*** DATA FOR REVIEW ***

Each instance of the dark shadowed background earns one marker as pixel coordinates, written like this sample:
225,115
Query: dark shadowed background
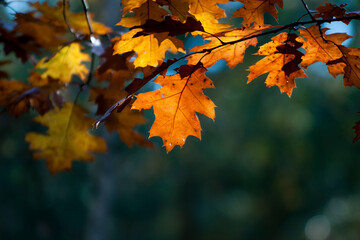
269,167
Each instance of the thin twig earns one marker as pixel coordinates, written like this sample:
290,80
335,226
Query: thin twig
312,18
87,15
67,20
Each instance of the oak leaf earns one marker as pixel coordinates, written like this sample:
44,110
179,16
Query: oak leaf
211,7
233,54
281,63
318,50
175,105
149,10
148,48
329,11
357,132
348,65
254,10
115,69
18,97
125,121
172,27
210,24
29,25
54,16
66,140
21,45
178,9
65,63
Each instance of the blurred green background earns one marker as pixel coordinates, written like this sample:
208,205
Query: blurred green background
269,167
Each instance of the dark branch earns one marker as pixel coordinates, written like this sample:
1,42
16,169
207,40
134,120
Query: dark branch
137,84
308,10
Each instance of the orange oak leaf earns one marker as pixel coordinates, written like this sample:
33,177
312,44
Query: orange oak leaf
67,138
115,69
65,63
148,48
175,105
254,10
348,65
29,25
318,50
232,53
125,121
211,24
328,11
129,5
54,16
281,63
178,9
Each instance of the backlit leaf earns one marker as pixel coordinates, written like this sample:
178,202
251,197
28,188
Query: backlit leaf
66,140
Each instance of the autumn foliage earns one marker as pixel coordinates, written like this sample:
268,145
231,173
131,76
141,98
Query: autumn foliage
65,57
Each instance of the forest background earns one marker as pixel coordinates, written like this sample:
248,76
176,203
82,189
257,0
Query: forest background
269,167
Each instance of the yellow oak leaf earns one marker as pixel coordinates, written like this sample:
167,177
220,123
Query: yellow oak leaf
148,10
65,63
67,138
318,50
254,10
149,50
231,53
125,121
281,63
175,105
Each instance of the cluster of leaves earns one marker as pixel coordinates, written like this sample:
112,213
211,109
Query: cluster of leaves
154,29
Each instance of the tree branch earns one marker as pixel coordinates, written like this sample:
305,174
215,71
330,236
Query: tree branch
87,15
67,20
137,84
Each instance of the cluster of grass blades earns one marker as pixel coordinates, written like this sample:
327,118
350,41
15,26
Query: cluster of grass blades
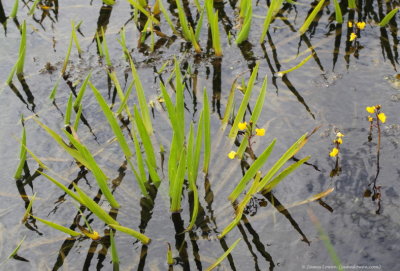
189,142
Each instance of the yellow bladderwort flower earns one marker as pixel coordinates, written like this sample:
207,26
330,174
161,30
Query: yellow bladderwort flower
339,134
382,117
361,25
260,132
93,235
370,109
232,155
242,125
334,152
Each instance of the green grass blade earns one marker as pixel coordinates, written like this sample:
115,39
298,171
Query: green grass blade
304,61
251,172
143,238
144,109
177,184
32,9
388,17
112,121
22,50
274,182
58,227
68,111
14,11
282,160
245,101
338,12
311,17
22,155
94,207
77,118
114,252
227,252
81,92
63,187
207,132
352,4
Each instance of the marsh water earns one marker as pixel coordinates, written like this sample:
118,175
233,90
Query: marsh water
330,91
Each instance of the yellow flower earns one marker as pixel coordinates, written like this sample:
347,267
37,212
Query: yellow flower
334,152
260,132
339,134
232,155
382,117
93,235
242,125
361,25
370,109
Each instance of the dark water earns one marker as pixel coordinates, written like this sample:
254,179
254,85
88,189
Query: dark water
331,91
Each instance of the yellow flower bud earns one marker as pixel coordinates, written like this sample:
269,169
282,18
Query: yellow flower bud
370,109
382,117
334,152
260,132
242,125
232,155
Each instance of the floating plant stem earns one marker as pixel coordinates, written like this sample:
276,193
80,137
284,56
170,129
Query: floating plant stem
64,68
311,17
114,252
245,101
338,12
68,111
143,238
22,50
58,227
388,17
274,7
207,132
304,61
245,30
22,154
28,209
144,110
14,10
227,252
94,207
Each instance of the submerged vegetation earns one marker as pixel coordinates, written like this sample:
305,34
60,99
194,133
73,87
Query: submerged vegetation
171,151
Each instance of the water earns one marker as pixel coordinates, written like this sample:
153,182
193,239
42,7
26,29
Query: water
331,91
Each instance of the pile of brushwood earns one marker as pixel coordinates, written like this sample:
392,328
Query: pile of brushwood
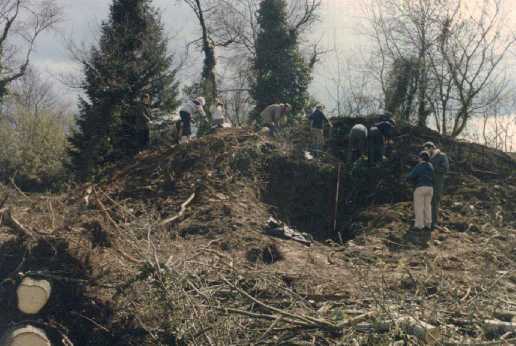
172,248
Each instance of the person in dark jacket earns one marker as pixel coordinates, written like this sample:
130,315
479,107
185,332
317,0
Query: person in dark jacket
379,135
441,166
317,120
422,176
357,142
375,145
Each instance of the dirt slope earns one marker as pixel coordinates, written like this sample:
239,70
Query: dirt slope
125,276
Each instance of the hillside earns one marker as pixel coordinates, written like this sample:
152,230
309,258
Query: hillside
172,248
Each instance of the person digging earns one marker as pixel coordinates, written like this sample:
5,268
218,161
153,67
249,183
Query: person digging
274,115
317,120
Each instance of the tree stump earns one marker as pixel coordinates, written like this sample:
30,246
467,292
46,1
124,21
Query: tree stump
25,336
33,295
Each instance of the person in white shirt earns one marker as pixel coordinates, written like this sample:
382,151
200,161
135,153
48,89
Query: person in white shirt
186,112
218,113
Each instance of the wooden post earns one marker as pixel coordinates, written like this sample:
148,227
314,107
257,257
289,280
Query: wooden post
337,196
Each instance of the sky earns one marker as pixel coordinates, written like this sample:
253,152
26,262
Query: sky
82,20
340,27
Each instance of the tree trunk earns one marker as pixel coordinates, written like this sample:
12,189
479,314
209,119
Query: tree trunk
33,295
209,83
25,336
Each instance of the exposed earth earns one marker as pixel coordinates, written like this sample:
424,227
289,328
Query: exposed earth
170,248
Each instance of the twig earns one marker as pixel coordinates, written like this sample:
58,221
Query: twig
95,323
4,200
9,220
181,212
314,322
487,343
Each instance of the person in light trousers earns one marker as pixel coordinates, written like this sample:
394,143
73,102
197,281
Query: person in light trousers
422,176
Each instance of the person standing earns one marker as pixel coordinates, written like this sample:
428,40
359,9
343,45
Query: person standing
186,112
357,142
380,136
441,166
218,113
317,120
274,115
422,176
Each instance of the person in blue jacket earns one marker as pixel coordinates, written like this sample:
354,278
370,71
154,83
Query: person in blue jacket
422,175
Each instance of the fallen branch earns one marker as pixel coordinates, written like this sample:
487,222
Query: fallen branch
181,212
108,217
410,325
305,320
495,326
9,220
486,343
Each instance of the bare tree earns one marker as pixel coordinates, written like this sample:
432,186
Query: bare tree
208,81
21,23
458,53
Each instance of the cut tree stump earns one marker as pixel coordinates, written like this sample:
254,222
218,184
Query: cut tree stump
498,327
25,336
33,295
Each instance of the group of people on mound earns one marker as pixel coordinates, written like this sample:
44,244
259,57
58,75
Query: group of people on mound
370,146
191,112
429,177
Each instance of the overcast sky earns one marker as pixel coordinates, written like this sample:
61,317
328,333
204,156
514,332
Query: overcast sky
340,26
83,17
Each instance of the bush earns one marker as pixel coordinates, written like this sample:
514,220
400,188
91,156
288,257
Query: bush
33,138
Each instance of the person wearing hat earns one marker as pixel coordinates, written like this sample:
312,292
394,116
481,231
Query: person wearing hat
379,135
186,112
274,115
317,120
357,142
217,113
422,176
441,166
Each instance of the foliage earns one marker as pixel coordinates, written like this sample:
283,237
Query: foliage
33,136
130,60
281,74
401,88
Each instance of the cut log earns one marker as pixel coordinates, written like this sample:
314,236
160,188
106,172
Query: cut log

*** End of DATA FOR REVIEW ***

● **WORK TO BE COMPLETED**
The records need to be restated word for word, minus any images.

● **WRITTEN ANSWER**
Each instance of the dark shadowed background earns one marker as pixel coordinates, written like this sample:
225,115
Query: dark shadowed background
269,167
Each instance of the thin twig earns one marker as pixel coordinates, written like this sample:
290,80
335,226
Query: thin twig
312,18
87,15
67,20
Each instance of the oak leaf earns one marker as pixel coordinates, written like this sample:
44,110
179,16
Query: oak leaf
211,7
233,54
281,63
318,50
175,105
149,10
148,48
329,11
357,132
348,65
254,10
115,69
18,97
125,121
172,27
210,24
29,25
54,16
66,140
21,45
178,9
65,63
Each instance of the blurred green background earns one marker as pixel coordinates, written like this sample:
208,205
Query: blurred green background
269,167
Each instance of the dark branch earns one marker as pixel coordinates, written like this sample:
1,42
16,169
207,40
134,120
Query: dark branch
137,84
308,10
Each instance of the orange oak leaf earns one marker as pixel coordinates, written like this sample:
33,177
312,44
Query: orange oak leaf
67,138
115,69
65,63
148,48
175,105
254,10
348,65
29,25
318,50
232,53
125,121
211,24
328,11
129,5
54,16
281,63
178,9
Each instance of the backlit leaf earns one marker as pixel coordinates, written like this sample:
178,202
251,197
28,188
Query: backlit leaf
66,140
Each instance of the autumn foliage earns one marker as pixel coordinates, written like this sample:
268,145
231,173
131,76
141,98
Query: autumn foliage
65,57
Each instance of the forest background earns one marker as pixel coordinates, written like this sample:
248,76
176,203
82,189
257,0
Query: forest background
269,167
Each instance of the yellow oak leaf earns one marker as pixel coordinates, written like this sample:
167,177
220,123
Query: yellow oak leaf
148,10
65,63
67,138
318,50
254,10
149,50
231,53
125,121
281,63
175,105
Each instance of the cluster of leaves earns one marker as pixel coordinates, written like this sample:
112,213
211,109
Query: cluster of leaves
154,29
Each instance of the tree branch earns one marker as pixel coordinates, written like this sample:
305,174
215,71
330,236
Query: tree branch
87,15
67,20
137,84
Each instance of the cluster of grass blades earns one marker as pixel coordinates, written like this sample:
327,118
350,41
15,26
Query: cluster of grass blades
189,142
Each instance of the yellow bladderwort flower earns one marker as pixel coordinates, written like this sample:
207,26
330,174
161,30
Query: yellow bladderwort flower
339,134
382,117
361,25
260,132
93,235
370,109
232,155
242,125
334,152
Each instance of the green grass blade earns one marker as pixel coordinates, written like this sample:
115,39
298,171
Query: green grass blade
304,61
251,172
143,238
144,109
177,184
32,9
388,17
112,121
22,50
274,182
58,227
68,111
14,11
282,160
245,101
338,12
311,17
22,155
94,207
77,118
114,252
227,252
81,92
63,187
207,132
352,4
Each instance of the marsh water earns one marker as pixel coordinates, written like this sample:
118,175
233,90
Query: marsh water
330,91
Each instance of the yellow flower earns one marker as pixel coordinates, written like this sample:
347,267
37,212
Query: yellow flower
334,152
260,132
339,134
232,155
382,117
93,235
242,125
361,25
370,109
Each instance of the dark water earns one marker as pixel coordinates, written like this sample:
254,179
254,85
88,189
Query: dark water
331,91
Each instance of the yellow flower bud earns one marker as pixel coordinates, written like this sample:
269,169
282,18
Query: yellow flower bud
370,109
382,117
334,152
260,132
242,125
232,155
Each instance of the floating plant stem earns one marker as pixel coordinates, written like this sample:
276,193
80,137
284,56
170,129
Query: floating plant stem
64,68
311,17
114,252
245,101
338,12
68,111
143,238
22,50
58,227
388,17
274,7
207,132
304,61
245,30
22,154
28,209
144,110
14,10
227,252
94,207
Each instance of the submerged vegetation earns one marker as pixel coordinates, written like this sample:
305,34
60,99
194,133
73,87
Query: submerged vegetation
171,151
Each instance of the water earns one marker as pixel coordinates, written like this sample:
153,182
193,239
42,7
26,29
Query: water
331,91
Each instance of the pile of brushwood earns one marker as pixel coordinates, written like this sample:
392,328
Query: pile of brushwood
172,248
Each instance of the person in dark jacket earns one marker as pixel coordinates, written like this sample:
130,315
479,107
185,332
317,0
Query: person in dark jacket
379,135
441,166
317,120
422,176
357,142
375,145
Each instance of the dirt slope earns one marker as pixel coordinates, written like this sample:
239,70
Query: dirt slope
125,276
Each instance of the hillside earns one marker as pixel coordinates, written like this sample:
152,230
309,258
Query: hillside
172,248
Each instance of the person digging earns one marker as pixel coordinates, written like this sample:
5,268
218,161
153,67
249,183
Query: person digging
274,115
317,120
Each instance of the tree stump earns one marker as pixel coordinates, written like this sample:
30,246
467,292
46,1
124,21
Query: tree stump
25,336
33,295
Each instance of the person in white shirt earns one marker as pixel coordinates, written like this sample:
382,151
200,161
135,153
48,89
Query: person in white shirt
186,112
218,113
Each instance of the wooden post earns one marker as pixel coordinates, written like this sample:
148,227
314,107
257,257
289,280
Query: wooden post
337,196
Each instance of the sky earns one marker as pixel coordinates, written like this sample:
253,152
26,262
Query: sky
82,20
340,27
Each instance of the tree trunk earns one marker as pixel coordinates, written like this sample:
12,189
479,314
209,119
Query: tree trunk
33,295
209,83
25,336
Each instance of the exposed earth earns one marker as pixel coordinates, written like this sample:
424,227
289,328
Query: exposed earth
170,248
Each instance of the twig earns one marker as pixel coordinates, written like this sample:
58,221
Query: twig
95,323
4,200
9,220
181,212
314,322
487,343
Each instance of the person in light trousers earns one marker as pixel coordinates, written like this sample:
394,143
73,102
197,281
Query: person in light trousers
422,176
Each instance of the person standing earns one marker as pixel coordinates, written like this sample:
428,40
359,9
343,45
Query: person standing
186,112
357,142
380,136
441,166
218,113
317,120
274,115
422,176
Each instance of the person in blue jacket earns one marker as pixel coordinates, written like this sample:
354,278
370,71
154,83
Query: person in blue jacket
422,175
Each instance of the fallen branch earns one marker as pixel coordinates, written like this sample:
487,222
Query: fallen branch
181,212
108,217
410,325
305,320
495,326
9,220
486,343
Each instance of the bare tree earns one marker as pixel coordinates, written like this sample:
432,186
Query: bare tree
208,81
21,23
458,53
Each instance of the cut tree stump earns one marker as pixel coordinates, written like this sample:
254,222
218,184
Query: cut tree stump
498,327
25,336
33,295
Each instance of the group of people on mound earns one marker as pixel coordinates, written like this sample:
44,244
259,57
58,75
Query: group of people on mound
370,146
191,112
429,177
Each instance of the overcast sky earns one marker as pixel coordinates, written like this sample:
61,317
328,333
204,156
514,332
Query: overcast sky
340,26
83,17
Each instance of the bush earns one marker as pixel coordinates, written like this sample:
514,220
400,188
91,156
288,257
Query: bush
33,138
Each instance of the person wearing hat earns one marker as pixel coordinates, written like this sample:
312,292
394,116
481,231
Query: person wearing hat
379,135
186,112
274,115
317,120
357,142
217,113
422,176
441,166
Each instance of the foliage earns one marker as pixel coordinates, written like this sample:
283,237
Query: foliage
33,136
130,60
281,74
401,88
Each instance of the cut log earns one marker as pixel coordinates, written like this sample:
314,236
160,188
106,172
Query: cut log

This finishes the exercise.